## AUSZUG AUS DATENSATZ
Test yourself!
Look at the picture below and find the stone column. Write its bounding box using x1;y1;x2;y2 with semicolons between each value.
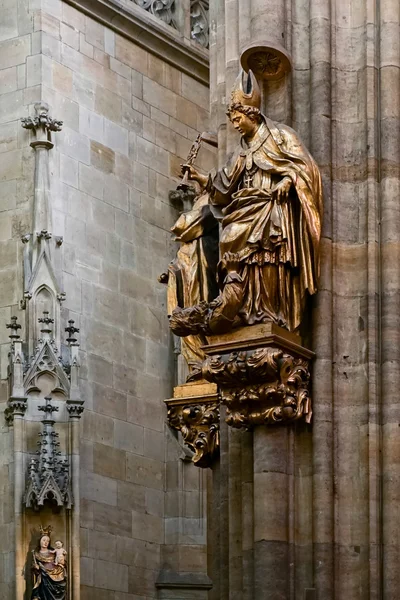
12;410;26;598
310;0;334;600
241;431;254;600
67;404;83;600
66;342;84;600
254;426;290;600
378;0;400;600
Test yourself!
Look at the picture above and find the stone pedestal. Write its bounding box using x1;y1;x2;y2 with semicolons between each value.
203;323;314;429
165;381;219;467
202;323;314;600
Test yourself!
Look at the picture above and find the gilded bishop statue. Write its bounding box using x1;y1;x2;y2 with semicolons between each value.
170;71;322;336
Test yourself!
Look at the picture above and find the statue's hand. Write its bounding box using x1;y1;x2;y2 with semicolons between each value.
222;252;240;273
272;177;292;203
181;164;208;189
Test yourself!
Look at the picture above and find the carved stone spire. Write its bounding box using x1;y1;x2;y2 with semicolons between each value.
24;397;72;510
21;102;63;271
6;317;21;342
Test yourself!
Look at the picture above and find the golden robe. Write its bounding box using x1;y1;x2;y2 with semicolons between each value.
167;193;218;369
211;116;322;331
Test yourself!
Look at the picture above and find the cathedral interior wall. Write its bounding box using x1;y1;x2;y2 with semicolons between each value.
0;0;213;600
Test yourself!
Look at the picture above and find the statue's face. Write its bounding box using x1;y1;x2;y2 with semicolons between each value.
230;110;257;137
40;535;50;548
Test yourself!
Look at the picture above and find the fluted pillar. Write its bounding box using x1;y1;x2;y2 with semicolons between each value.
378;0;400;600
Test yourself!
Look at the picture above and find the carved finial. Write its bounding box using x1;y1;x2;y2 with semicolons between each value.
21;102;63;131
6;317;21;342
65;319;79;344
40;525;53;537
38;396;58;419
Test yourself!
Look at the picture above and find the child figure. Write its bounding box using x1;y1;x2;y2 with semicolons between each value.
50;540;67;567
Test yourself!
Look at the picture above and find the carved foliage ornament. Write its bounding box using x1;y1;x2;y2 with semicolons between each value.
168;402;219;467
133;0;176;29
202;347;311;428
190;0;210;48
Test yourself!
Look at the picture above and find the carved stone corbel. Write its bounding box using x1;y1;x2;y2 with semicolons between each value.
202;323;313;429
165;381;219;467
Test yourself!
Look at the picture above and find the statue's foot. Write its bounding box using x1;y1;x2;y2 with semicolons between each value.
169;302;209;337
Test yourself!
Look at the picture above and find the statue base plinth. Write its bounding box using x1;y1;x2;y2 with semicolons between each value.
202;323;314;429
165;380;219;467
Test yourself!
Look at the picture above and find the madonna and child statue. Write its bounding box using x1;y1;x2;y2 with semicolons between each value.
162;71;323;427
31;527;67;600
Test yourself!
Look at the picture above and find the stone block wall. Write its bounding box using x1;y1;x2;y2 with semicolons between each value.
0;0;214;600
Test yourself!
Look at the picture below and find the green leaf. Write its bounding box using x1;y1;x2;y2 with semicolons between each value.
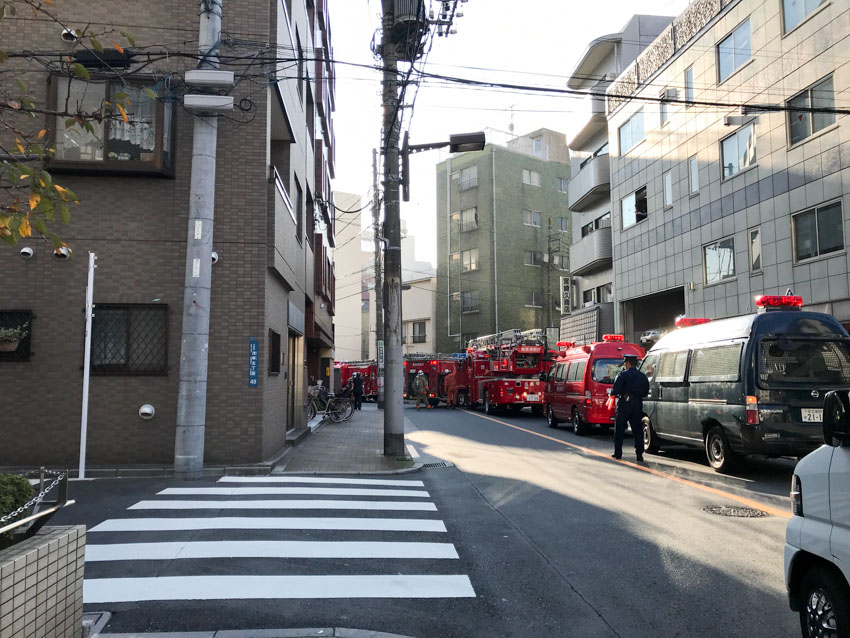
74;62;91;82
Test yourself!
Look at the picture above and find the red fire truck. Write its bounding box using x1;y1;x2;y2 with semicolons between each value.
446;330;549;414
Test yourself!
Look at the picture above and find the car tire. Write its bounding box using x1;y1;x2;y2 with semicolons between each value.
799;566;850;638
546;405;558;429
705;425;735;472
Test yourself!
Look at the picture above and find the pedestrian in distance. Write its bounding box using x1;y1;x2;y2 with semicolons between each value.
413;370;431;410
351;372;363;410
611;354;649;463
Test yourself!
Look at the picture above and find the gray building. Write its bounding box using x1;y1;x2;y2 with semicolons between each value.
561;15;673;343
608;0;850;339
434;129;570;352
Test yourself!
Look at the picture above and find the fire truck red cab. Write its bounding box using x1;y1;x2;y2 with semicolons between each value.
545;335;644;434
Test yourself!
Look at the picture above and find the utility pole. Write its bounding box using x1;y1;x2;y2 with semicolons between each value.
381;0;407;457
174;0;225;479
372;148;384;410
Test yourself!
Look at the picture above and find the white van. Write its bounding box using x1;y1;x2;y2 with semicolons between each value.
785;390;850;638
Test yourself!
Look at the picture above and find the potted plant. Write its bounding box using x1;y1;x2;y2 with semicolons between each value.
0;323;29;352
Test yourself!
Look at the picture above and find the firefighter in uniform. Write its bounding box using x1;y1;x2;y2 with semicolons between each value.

## DEINE AUFGABE
Gib die obigen Daten vollständig und Zeile für Zeile unverändert wieder. Lass die Bilder dabei weg.

## SCHRIFTLICHE ANTWORT
Test yourself!
Look at the picture below and find the stone column. Write its bounding box using x1;y1;x2;y2 with semicolons between each value.
12;410;26;598
310;0;334;600
241;431;254;600
67;404;83;600
66;342;84;600
254;426;290;600
378;0;400;600
Test yourself!
Look at the picture above and find the stone pedestal. Write its bounding box using x1;y1;x2;y2 with semicolons between each value.
203;323;314;429
165;381;219;467
202;323;314;600
Test yourself!
Look at the picture above and find the gilded bishop statue. Write its bounding box using x1;y1;x2;y2 with semicolons between each value.
170;71;322;336
Test yourself!
Look at the picture above and find the statue's hand. Write its bounding box using x1;y1;x2;y2 with semicolons between each value.
222;252;240;273
272;177;292;203
181;164;208;189
Test yourself!
Look at the picture above and find the carved stone spire. Write its bounding box using x1;y1;x2;y2 with semicolons between each value.
24;397;72;510
21;102;63;271
6;317;21;342
Test yourself!
Look at the picture above and find the golden robe. Write its bounding box using x1;y1;x2;y2 with semicolons between each value.
167;193;218;369
211;116;322;331
Test yourself!
Look at the picture above and find the cathedral interior wall. Write its bounding box using x1;y1;x2;y2 with semicolons between each value.
0;0;213;600
Test yourself!
Look at the picture above and find the statue's face. Write its bounding box using x1;y1;x2;y2 with semicolons between each value.
230;110;257;137
40;535;50;548
Test yourself!
Look at the picture above and find the fluted pillar. Write its bounding box using x1;y1;x2;y2 with semicolons between each value.
378;0;400;600
Test yourself!
Look at the picture above and find the carved finial. Write its bounding box using x1;y1;x2;y2 with semicolons between each value.
21;102;63;131
6;317;21;342
65;319;79;344
40;525;53;537
38;396;58;419
Test yourself!
Look at the picture above and find the child figure. Write its bounding box using x1;y1;x2;y2 with semicolons between each value.
50;540;67;567
Test yourself!
Look at the picture above and find the carved foliage ornament. Write its bounding box using x1;y1;x2;y2 with semicolons between each value.
168;402;219;467
133;0;176;29
202;347;311;428
190;0;210;48
Test yourself!
Look at the picture above and find the carved stone corbel. Write its bounding box using x1;y1;x2;y2 with semicolons between each value.
202;323;313;429
165;381;219;467
Test yourself!
Look at the picture above and find the statue's foot. Write its bounding box using x1;y1;x2;y2 with semicolons between each value.
169;302;209;337
Test yourself!
Look at the picture above and find the statue base plinth. Write its bounding box using x1;y1;x2;y2 with semicolons between each value.
202;323;314;429
165;380;219;467
Test yourself!
Look at the picture above and find the madonna and child statue. Write its bounding box using x1;y1;x2;y2 with semicolons between each value.
162;71;323;427
31;527;67;600
Test yourself!
Look at the picture above and find the stone block wall. Write its bounding box using x1;y1;x2;y2 with semicolons between each value.
0;0;214;600
Test yourself!
Look at the picture below and find the green leaf. Write its bounding box using x1;y1;x2;y2 with semicolons between each value.
74;62;91;82
Test yourself!
Look at the picture above and find the red fire truck. Write its bounding box using x1;y1;x2;y2 with semicolons between each value.
446;330;549;414
Test yourself!
Look at the picture above and find the car tire. Write its bounding box using x1;y1;x2;y2 with semicolons between each value.
799;566;850;638
546;405;558;429
705;425;735;472
Test yourself!
Look at the picture above and find the pedestrian in distance. Write its bounding box using x1;y1;x2;y2 with semicolons between each value.
413;370;431;410
351;372;363;410
611;354;649;463
Test yourself!
Look at the picture above and find the gray building. Write its bounding box using x1;y1;x2;y2 with semicolons between each value.
561;15;673;343
608;0;850;339
434;129;570;352
Test yourself!
Look at the picture above and find the fire truck red cab. Write its bounding box using x1;y1;x2;y2 with semicolons between each value.
545;335;644;434
Test yourself!
Look at the picture above and find the utility pole. Write its bounding box using x1;y1;x2;y2 with semicolons between each value.
381;0;407;457
174;0;225;479
372;148;384;410
Test yourself!
Look at the picture above and find the white van. Write its bounding box using x1;y1;x2;y2 with semicolons between each value.
785;390;850;638
Test yourself!
Look at the picture above and find the potted plant. Write its bounding box using x1;y1;x2;y2 with semicolons between each value.
0;323;29;352
Test yourself!
Look at the picture above and find the firefighter in uniform. Write its bounding box using x1;y1;x2;y2 with semicolons between each value.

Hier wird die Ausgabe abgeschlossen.